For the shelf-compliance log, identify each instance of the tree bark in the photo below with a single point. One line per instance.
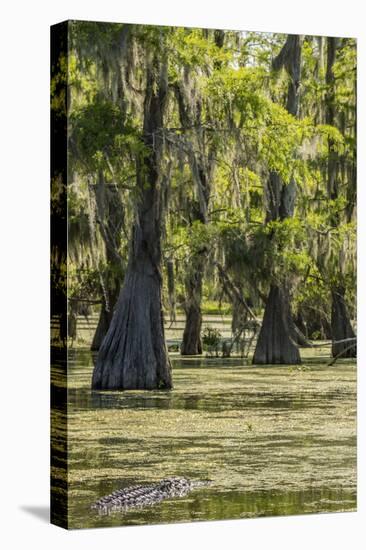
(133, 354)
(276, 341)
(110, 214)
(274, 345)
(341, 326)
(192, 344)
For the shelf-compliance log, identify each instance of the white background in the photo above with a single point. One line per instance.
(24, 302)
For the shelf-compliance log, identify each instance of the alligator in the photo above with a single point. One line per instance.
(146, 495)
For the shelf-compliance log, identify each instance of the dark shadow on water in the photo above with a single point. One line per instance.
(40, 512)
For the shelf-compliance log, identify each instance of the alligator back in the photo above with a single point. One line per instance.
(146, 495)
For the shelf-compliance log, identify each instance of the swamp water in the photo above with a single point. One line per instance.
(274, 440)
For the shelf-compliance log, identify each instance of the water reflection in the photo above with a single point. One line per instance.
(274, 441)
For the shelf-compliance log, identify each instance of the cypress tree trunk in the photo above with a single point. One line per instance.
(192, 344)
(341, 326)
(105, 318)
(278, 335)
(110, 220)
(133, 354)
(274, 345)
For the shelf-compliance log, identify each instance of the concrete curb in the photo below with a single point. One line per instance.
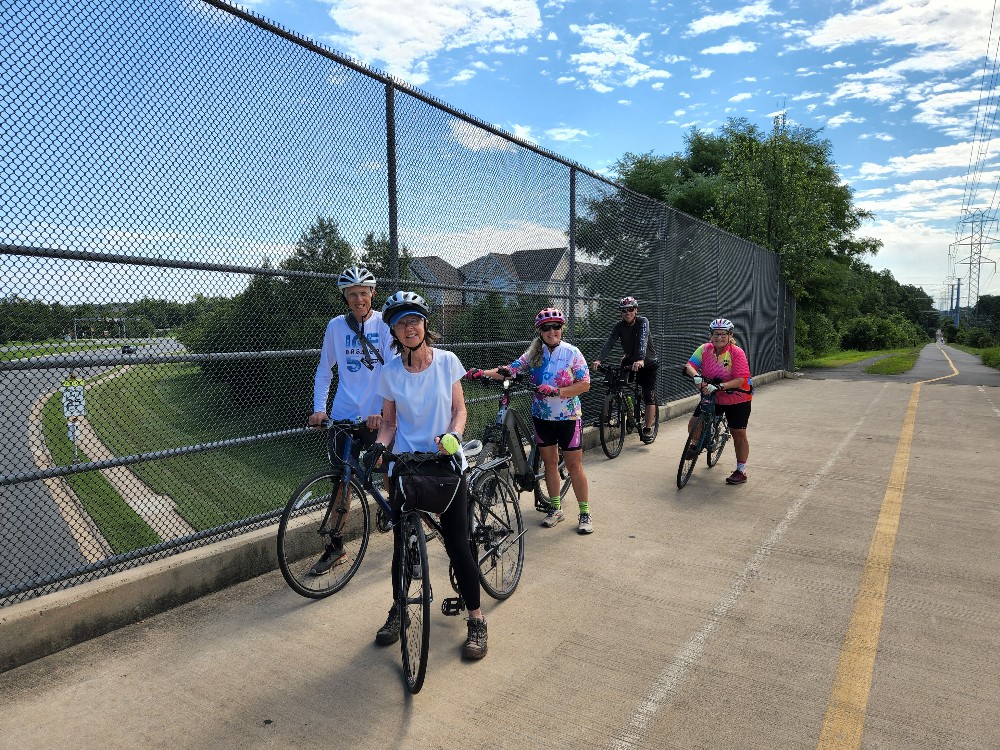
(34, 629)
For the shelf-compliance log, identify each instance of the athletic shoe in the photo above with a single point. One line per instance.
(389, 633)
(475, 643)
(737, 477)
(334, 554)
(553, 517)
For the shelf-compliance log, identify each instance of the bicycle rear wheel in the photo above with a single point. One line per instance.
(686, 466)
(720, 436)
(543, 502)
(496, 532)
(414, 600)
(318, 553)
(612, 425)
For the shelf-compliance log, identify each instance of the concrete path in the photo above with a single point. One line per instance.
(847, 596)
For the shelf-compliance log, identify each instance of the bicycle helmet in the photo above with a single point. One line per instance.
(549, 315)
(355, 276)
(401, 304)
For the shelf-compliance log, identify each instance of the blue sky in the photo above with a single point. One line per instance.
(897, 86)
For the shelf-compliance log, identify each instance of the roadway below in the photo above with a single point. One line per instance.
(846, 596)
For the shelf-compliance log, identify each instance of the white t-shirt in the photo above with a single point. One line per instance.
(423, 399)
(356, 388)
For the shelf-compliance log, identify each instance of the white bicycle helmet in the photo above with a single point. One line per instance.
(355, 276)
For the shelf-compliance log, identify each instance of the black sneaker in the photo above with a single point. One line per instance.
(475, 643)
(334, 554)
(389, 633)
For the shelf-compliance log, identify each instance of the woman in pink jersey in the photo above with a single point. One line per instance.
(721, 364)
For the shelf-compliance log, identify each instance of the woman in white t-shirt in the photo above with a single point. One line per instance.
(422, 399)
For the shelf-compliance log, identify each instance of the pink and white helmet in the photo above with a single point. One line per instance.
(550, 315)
====
— TASK BRIEF —
Please write out all the data again word for word, but not the pictures.

— SOLUTION FOR THIS PROBLEM —
For the shelf-compliance log, identify each instance of the tree bark in the photo below with a single point. One line per instance.
(133, 354)
(276, 341)
(110, 214)
(274, 345)
(341, 326)
(192, 344)
For the shelf-compliance log, identify each instance of the white background in the photo above with a single point. One line per instance.
(24, 302)
For the shelf-compliance log, identify each instance of the alligator in the photo above with a single point. One line per instance.
(146, 495)
For the shelf-compliance log, identify each instance of the dark shadow on water in the photo above with a single point. One line per instance.
(40, 512)
For the shelf-compliance log, identify each instance of the alligator back in the photo above with a single point. One line per instance.
(146, 495)
For the shelf-compliance log, identify each instance of the swamp water in the photo above with a single point. One line per instance.
(274, 440)
For the shelf-compliance log, identify each instance of the water reflection in the photo above with a single point. One line per instance.
(274, 441)
For the shelf-compliance log, identify each instance of the cypress tree trunk in the photo above with a single point. One line per instance.
(192, 344)
(341, 326)
(105, 318)
(278, 335)
(110, 220)
(133, 354)
(274, 345)
For the shelf-compliance log, identify each instance of the concrete curb in the photo below with a single point. One line per instance.
(34, 629)
For the shelf-compliance log, identify each instance of the athletic shoe in the photo above with a single point. One line per instance.
(389, 633)
(475, 643)
(737, 477)
(334, 554)
(553, 517)
For the shelf-compliance log, identify each instance of the bicycle rear wheel in the photo above with a single point. One line per instance.
(686, 466)
(720, 436)
(543, 502)
(496, 532)
(414, 600)
(318, 553)
(612, 425)
For the shelf-compliance log, identify each instance of the concrete path in the photo above with a single point. One line per instance.
(847, 596)
For the shelf-compliance log, identify each instance of the bicycle helmet in the photo above with a single point. One line per instance.
(549, 315)
(355, 276)
(401, 304)
For the shelf-compliance log, identify each instance of the blue sky in the photo above with a single point. One line per instance.
(897, 86)
For the shelf-compliance log, identify each instance of the roadway below in the photo above with a single point. One line per instance.
(846, 596)
For the shelf-compliance log, identify each instance of the white t-shirt in the photo above with a single point. One line per instance.
(423, 399)
(356, 388)
For the shelf-compliance log, identify each instance of the white bicycle helmet in the photo above with a single point. One line per instance.
(355, 276)
For the shelf-compliance log, identify each instance of the black sneaker in the photo above with a single point. One line per instance.
(475, 643)
(334, 554)
(389, 633)
For the shelf-compliance log, identify each instance of the woman in pink jersey in the photo above with a single point. One line per instance.
(721, 364)
For the shelf-compliance log, identify each instance of the woman in white t-shirt in the photo above with a single point. One line per instance.
(422, 399)
For the shelf-compliance log, identify each instance of the pink and white helmet in the photo above with a single point. One line per instance.
(550, 315)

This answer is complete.